### The data ###

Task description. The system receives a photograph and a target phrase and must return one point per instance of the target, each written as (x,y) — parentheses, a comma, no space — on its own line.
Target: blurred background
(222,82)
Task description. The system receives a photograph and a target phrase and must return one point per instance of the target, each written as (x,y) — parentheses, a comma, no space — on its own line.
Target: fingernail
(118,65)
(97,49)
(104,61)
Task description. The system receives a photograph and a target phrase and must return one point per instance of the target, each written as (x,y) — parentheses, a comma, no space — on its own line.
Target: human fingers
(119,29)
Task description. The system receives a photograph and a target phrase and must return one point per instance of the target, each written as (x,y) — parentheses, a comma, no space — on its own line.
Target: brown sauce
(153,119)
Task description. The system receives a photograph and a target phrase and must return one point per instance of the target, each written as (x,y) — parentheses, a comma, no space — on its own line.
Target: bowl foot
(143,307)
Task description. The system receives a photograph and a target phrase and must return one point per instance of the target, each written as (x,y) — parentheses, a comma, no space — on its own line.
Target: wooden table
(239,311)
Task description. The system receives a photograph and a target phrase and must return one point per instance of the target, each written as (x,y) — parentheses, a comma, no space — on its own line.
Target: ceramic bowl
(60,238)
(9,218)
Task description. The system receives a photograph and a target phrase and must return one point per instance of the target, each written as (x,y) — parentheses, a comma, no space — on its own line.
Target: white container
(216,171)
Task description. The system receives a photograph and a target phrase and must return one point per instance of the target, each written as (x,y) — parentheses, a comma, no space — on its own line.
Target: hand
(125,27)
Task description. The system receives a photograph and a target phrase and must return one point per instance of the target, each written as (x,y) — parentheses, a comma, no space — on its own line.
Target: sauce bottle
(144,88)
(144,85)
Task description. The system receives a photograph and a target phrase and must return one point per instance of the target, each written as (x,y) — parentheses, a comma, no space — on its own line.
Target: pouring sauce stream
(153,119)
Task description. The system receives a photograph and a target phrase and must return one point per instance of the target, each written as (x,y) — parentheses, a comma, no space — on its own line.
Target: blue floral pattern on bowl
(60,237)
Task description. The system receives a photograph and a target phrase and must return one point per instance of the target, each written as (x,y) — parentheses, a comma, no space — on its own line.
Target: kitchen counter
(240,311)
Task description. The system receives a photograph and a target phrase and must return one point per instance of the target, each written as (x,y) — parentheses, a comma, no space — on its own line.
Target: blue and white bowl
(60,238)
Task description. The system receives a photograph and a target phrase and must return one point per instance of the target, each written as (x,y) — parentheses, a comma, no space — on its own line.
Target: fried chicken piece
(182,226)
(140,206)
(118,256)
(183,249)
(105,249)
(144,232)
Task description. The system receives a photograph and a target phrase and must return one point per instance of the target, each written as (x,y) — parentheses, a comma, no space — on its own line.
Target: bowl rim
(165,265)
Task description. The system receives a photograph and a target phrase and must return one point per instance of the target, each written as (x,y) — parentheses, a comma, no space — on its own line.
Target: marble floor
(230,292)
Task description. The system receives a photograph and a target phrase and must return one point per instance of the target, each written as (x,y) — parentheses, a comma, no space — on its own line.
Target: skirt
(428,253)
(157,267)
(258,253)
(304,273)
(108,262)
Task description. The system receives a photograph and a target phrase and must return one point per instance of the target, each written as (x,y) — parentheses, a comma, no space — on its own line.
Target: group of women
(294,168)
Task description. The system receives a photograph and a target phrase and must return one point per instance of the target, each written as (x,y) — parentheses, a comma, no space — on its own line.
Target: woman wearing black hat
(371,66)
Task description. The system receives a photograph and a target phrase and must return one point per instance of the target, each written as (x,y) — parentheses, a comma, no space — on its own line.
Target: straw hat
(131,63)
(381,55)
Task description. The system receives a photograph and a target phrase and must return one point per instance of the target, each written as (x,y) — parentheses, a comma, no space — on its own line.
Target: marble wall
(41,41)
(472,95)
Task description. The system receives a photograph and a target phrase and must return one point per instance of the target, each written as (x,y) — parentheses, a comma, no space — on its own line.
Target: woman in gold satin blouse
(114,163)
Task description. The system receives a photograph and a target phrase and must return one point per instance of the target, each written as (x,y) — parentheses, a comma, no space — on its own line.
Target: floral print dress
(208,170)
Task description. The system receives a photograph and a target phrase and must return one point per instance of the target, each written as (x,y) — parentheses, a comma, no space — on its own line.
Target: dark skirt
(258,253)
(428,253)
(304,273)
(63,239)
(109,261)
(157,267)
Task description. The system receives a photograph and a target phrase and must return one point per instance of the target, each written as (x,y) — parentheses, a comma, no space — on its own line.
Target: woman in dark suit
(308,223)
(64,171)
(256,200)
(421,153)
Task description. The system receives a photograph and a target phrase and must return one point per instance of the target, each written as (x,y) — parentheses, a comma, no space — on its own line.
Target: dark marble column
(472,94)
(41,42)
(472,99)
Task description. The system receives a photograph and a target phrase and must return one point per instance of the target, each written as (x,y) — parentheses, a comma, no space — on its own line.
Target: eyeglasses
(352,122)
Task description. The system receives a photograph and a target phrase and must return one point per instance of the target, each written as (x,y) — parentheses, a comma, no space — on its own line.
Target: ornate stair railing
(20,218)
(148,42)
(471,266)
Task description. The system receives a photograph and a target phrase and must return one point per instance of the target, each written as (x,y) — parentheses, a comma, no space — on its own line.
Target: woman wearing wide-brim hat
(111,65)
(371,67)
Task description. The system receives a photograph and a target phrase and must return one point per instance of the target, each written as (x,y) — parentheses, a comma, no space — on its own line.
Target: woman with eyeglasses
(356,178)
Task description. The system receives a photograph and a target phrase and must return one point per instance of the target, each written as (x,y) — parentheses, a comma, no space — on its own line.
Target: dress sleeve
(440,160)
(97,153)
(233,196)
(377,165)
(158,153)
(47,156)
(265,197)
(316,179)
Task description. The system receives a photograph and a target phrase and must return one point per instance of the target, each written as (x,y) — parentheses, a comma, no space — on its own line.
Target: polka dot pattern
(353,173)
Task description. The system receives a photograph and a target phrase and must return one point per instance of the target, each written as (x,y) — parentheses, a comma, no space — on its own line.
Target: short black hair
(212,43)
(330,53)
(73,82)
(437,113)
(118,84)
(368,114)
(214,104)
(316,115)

###

*Activity*. The answer must be a word-for-word transcription of every record above.

*Solution*.
Task description. The system receives a photograph and a target phrase and must return one point per instance of the target, each written as (x,y) — parentheses, a comma, no space — on its own line.
Target: blurred background
(222,82)
Task description. The system receives a photograph and a target phrase and must return one point per instance of the target, each written as (x,y) — parentheses, a comma, no space — on its own line.
Target: fingernail
(118,65)
(97,49)
(104,61)
Task description. The system receives a photograph and a target phrase and must return one point per instance of the target, each written as (x,y) — parentheses, a comma, no space — on its own line.
Target: human fingers
(119,29)
Task description. The system receives a photograph and a target phrase and must return one point per instance of the target, each written as (x,y) — parentheses, a comma, no space — on its own line.
Target: brown sauce
(153,119)
Task description. The system receives a photograph and a target phrase and must return one point per instance of the target, each written as (x,y) — parentheses, a comma, no space — on its own line.
Target: bowl foot
(143,307)
Task description. The system receives a photograph and a target phrase and must return one point per instance of the target, each written as (x,y) — parentheses, a comma, no space — on its own line.
Target: wooden table
(239,311)
Task description. The system receives a photograph and a target phrase and must return one point per instance of the target, each written as (x,y) — parentheses, a comma, no space — on its own line.
Target: ceramic bowl
(60,238)
(9,218)
Task description. The system receives a photograph and a target phrase and must return one point per instance of the target, each written as (x,y) — parentheses, a comma, no space — on its own line.
Target: white container
(216,171)
Task description. The system receives a photograph and a target phrase and must return one point per instance of the target, each written as (x,y) — parentheses, a comma, no space — on its own line.
Target: hand
(125,27)
Task description. The system receives a photograph and a target phrase and must return one point per instance of the target, each written as (x,y) — parentheses, a comma, no space — on its own line.
Target: sauce bottle
(144,88)
(144,85)
Task description. The system receives a photograph and a target phrase and must return one point per instance of the target, each written as (x,y) — parentheses, a comma, no space — on its own line.
Target: pouring sauce stream
(153,119)
Task description. The system receives a photograph and a target phrase and must return one point per instance of the target, each written as (x,y) — parentheses, a comma, no space — on its own line.
Target: blue floral pattern on bowl
(60,237)
Task description. The system receives a photograph and a target phrase and must return one point per instance of the target, each written as (x,y) — parentheses, a comma, no space — on its own line.
Target: kitchen counter
(240,311)
Task description. The system receives a photograph and a target phrase and must return one point per instance of the target, each written as (x,y) — parentheses, a comma, no space — on its own line.
Target: blue and white bowl
(60,238)
Task description. The system receives a photograph and a target phrase and must return one point per instance of the target, each written as (x,y) — parentheses, a comma, no space — on its own line.
Target: fried chicken piece
(182,226)
(140,206)
(118,256)
(183,249)
(105,249)
(144,232)
Task description. The system receives a photograph and a target phrase and must return one point per instance of the target, each written as (x,y) — parentheses, a comma, no space — on its own line.
Target: bowl rim
(165,265)
Task description. The system receives a photograph and a target phrase and must return one point per instance of the target, each written as (x,y) — parentheses, a comma, no space — on its own line.
Target: marble floor
(230,292)
Task description. The system receives a photograph and a target phrase and must return one point per instance of the target, each written as (x,y) — parentheses, a comma, no space — on its own line.
Target: skirt
(428,253)
(157,267)
(258,253)
(304,273)
(108,262)
Task description. The system receives a photograph and a target phrase and must return one point per instance of the target, each written as (x,y) — parentheses, a comma, no space — on its own line.
Target: group of women
(294,168)
Task description. The system receives a photograph and a target phrase and must return one point per instance of the target, each written as (x,y) — parentheses, a comma, no space — on its own line.
Target: woman wearing black hat
(371,66)
Task description. The system receives a photograph and a target phrase and must return one point per instance of the target, each written as (x,y) — parentheses, a comma, no space — on its own line.
Target: straw hat
(131,63)
(381,55)
Task description. The system receives a photograph and a target phrase and must return one point per instance of the target, each written as (x,y) — parentheses, a comma, no space — on its own line.
Target: marble wall
(41,41)
(472,95)
Task description. The system receives a photograph and a target phrase and must return one point per instance of the target, each written as (x,y) — parentheses, a comma, no space — on its own line.
Target: woman in gold satin blouse
(114,163)
Task description. The system receives a photograph and a target phrase and must return one point per instance of the target, each written as (x,y) — parentheses, a comma, no space — on its own line.
Target: floral print dress
(208,170)
Task description. The system receives a photograph and a target phrase and must return one point per instance of the target, each written as (x,y) — parentheses, a comma, no space — on its own line.
Target: dark skirt
(258,253)
(428,253)
(304,273)
(63,239)
(109,261)
(157,267)
Task description. The system receives a photograph and a target phrase and must return one point per instance of the target, each written as (x,y) — parentheses, a comma, no space — on its own line.
Target: woman in dark suit
(308,223)
(64,171)
(256,200)
(421,153)
Task description. The system receives a photograph and a target phrase and must return one point per instance of the target, each written as (x,y) — parentheses, a comma, no space — on its own line.
Target: dark marble column
(472,94)
(41,42)
(472,99)
Task description. The system receives a photograph and a target phrase and must return one point per instance of the target, each written as (x,y) — parentheses, a comma, no space — on its own line.
Target: eyeglasses
(352,122)
Task description. The system receives a photograph and a target phrase and must return one point per instance of the target, each written as (x,y) — parentheses, a comma, no space — on its own line.
Target: ornate stair railing
(20,218)
(148,42)
(471,266)
Task description. The system receives a photograph and a target phrase and must return one point per instance of the target, each written as (x,y) — parentheses, a comma, no space — on its own line.
Target: woman wearing wide-brim hat
(111,65)
(371,67)
Task description. The system receives a photograph and a target phrase and must return one point per instance of the target, each written as (x,y) — parentheses, a comma, no space — on its own line.
Target: woman with eyeglasses
(356,178)
Task description. The system receives a photograph and a target phrase and must return one point per instance of the target, each written as (x,y) — parentheses, a comma, no space — on its own line.
Target: dress sleeve
(440,160)
(97,153)
(233,196)
(377,165)
(158,153)
(47,156)
(265,197)
(316,179)
Task description. The system receives a photograph and a target phrase and must return one point per instance of the target, each written as (x,y) — parentheses, a comma, no space — on its own line.
Target: polka dot pattern
(353,173)
Task description. The system receives a photograph and a target phrase and must return one point per instance of the target, each written as (x,y) — parentheses, a comma, no space — on its own line.
Target: short black hair
(212,43)
(330,53)
(73,82)
(437,113)
(118,84)
(368,114)
(214,104)
(316,115)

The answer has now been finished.